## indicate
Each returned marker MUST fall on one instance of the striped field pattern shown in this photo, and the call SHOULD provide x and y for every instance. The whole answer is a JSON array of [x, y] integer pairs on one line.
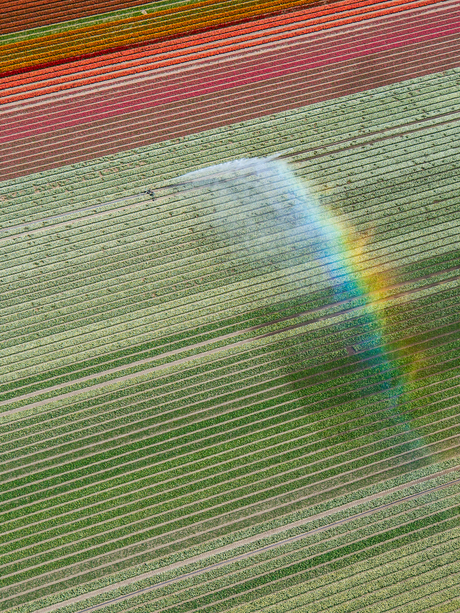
[[192, 416]]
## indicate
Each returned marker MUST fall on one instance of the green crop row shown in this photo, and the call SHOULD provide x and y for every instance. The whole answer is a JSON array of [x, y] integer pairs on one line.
[[320, 564], [191, 434], [286, 554], [192, 512], [349, 494], [211, 481], [343, 118]]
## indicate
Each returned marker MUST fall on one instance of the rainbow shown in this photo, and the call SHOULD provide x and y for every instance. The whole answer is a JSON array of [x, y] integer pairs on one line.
[[256, 183]]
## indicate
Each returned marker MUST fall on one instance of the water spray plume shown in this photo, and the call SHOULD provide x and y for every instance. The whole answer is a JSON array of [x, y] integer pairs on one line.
[[260, 203]]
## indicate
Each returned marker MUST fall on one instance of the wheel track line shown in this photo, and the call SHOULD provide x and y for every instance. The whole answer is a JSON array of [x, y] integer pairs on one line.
[[254, 539]]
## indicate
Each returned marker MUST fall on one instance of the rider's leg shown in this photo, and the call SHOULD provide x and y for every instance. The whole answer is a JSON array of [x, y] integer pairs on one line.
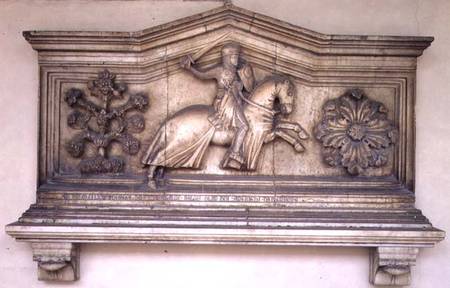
[[242, 128]]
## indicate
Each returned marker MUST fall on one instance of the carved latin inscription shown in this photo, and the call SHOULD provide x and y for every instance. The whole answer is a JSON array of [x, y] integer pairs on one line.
[[101, 124], [355, 132]]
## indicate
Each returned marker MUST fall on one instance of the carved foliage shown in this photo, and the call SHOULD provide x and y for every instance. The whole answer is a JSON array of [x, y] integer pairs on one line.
[[355, 132], [102, 124]]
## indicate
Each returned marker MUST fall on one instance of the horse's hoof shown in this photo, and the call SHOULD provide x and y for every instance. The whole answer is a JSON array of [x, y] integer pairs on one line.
[[299, 147], [152, 184], [230, 163]]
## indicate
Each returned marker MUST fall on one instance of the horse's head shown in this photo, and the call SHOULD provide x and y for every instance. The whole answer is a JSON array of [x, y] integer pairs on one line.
[[285, 94]]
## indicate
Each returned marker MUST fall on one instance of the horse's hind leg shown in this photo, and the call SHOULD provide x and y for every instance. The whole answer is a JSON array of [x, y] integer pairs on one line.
[[159, 176]]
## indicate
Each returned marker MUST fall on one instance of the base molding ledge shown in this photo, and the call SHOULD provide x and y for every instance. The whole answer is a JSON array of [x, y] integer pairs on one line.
[[57, 261], [391, 266]]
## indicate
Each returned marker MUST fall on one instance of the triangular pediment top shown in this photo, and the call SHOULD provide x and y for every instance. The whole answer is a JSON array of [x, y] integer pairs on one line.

• • • •

:: WORK INSTRUCTIONS ::
Reproduce the stretch of data from its beginning through the line containing "[[192, 416]]", offsetting every coordinate in the answers by adding 50 and leaving all other text unchanged. Leave the images out of your output.

:: THE REPLY ::
## indicate
Each returned marker MUST fall on one instance of the striped field pattern shown in this photo, and the call SHOULD provide x and y for every instance. The whole answer is a JSON array of [x, y] integer pairs on one line.
[[242, 466]]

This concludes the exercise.